:: What you should do ::
Locate each line below that contains the string "tablet", and copy those lines out in full.

Raw records:
● ● ● ● ● ● ●
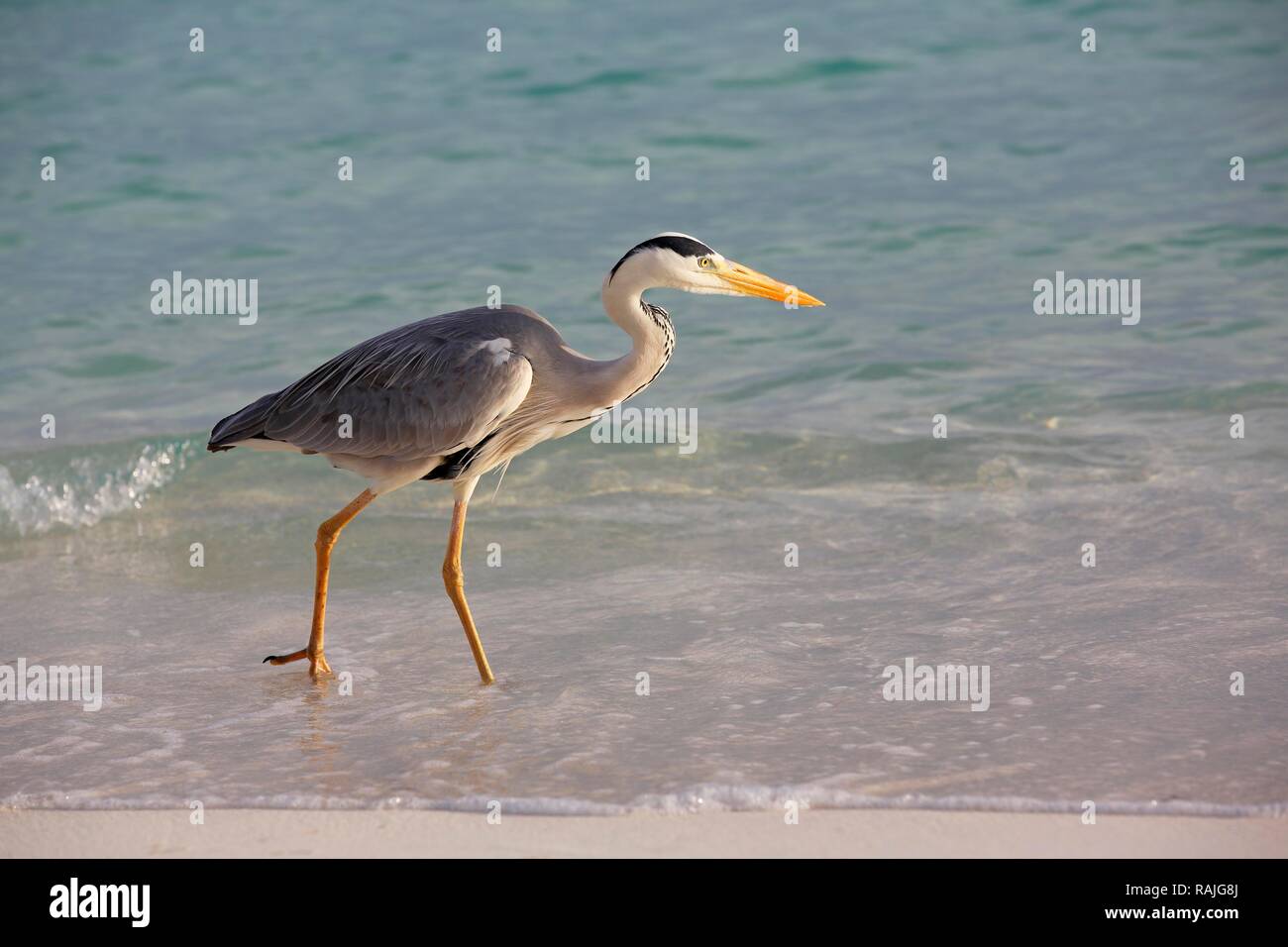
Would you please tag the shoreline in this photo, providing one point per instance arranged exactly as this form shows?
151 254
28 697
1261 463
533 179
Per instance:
824 832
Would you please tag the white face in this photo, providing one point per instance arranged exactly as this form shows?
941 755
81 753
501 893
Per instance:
707 273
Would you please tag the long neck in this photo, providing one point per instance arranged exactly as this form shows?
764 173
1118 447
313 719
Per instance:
652 338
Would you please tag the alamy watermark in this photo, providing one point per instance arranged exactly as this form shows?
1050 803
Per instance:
915 682
54 684
1074 296
179 296
649 425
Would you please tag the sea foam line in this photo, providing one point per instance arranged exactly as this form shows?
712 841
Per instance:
88 488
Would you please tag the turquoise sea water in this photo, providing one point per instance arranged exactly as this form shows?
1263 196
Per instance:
516 169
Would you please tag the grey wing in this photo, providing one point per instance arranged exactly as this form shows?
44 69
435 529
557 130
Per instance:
425 389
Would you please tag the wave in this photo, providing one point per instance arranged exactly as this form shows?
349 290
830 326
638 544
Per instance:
88 488
690 801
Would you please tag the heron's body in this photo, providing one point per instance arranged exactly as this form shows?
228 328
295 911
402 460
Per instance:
455 395
450 397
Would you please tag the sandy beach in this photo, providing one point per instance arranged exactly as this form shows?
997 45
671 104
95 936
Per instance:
832 834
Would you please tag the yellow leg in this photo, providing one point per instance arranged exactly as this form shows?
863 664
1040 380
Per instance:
327 534
454 579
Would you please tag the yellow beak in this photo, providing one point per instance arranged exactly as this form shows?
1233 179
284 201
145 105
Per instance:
751 283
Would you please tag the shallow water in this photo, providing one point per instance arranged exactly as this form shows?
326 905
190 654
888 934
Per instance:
516 169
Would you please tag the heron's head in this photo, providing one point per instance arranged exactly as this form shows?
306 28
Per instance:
679 262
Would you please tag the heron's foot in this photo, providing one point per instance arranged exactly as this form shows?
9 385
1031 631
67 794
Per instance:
317 663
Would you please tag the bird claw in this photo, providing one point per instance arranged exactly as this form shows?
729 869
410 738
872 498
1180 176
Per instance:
317 664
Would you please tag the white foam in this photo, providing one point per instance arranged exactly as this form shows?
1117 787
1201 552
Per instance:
88 489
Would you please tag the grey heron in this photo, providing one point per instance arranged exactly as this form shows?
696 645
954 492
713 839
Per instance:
455 395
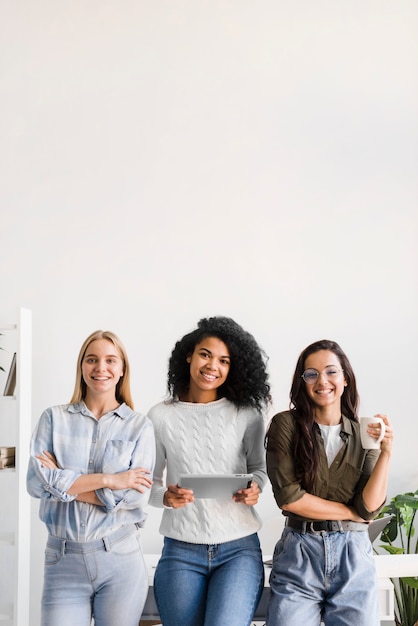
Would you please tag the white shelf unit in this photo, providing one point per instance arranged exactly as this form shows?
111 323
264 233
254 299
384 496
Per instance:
15 430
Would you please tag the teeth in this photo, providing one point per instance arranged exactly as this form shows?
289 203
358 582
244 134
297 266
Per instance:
208 377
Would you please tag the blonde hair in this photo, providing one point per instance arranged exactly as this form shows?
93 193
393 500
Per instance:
123 388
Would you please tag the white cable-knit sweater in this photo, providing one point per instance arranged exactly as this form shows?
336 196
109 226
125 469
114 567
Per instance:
212 438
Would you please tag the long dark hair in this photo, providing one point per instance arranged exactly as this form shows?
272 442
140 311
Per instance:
247 381
303 409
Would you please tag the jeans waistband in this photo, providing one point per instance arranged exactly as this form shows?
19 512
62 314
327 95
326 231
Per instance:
105 543
325 526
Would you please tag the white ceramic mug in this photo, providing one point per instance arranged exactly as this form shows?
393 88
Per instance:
367 441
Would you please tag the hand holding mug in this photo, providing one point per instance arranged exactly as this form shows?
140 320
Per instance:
372 440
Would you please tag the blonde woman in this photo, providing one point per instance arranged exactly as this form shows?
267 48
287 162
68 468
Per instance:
91 466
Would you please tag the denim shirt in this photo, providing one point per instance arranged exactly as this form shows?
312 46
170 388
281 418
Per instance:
120 440
342 482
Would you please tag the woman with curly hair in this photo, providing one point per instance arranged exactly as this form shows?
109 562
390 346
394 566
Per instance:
328 487
211 569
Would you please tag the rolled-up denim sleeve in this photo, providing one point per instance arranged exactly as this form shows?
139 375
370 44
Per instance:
143 456
42 482
280 462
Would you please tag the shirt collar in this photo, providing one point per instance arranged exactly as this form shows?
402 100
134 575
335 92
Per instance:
123 411
346 425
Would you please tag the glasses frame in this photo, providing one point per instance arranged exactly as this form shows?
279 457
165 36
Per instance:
312 369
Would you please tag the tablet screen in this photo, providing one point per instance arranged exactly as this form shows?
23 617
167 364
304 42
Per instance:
215 485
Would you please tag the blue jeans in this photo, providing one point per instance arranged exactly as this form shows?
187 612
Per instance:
330 575
106 578
209 585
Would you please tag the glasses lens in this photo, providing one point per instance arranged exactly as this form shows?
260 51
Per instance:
310 376
331 372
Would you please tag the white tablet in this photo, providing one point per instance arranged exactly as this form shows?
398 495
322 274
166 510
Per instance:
215 485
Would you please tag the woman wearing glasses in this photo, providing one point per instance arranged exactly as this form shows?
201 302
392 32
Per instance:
329 488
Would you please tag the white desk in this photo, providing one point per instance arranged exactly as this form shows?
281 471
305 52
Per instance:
387 566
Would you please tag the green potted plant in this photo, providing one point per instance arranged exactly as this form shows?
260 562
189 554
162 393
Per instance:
399 538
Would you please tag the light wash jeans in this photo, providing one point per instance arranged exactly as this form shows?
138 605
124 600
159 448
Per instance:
105 579
329 574
209 585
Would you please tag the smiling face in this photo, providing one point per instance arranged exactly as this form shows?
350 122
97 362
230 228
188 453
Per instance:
102 367
209 368
326 393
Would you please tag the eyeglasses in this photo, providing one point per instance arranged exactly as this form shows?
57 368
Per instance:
310 376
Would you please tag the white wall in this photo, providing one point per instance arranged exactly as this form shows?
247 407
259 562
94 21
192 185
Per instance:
166 160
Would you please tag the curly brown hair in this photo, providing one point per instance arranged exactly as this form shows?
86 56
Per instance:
247 381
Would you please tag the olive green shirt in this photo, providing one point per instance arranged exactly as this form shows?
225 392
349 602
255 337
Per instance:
342 482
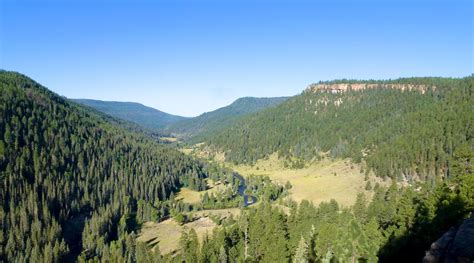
● ● ● ● ● ● ●
:: Complete answer ::
Would you please tag the tablet screen in this photo, providing one point per instance arranged exactly as this form shows?
Would you please tag the white tablet in this photo, providing one point per instance arranged exactly as this form shows?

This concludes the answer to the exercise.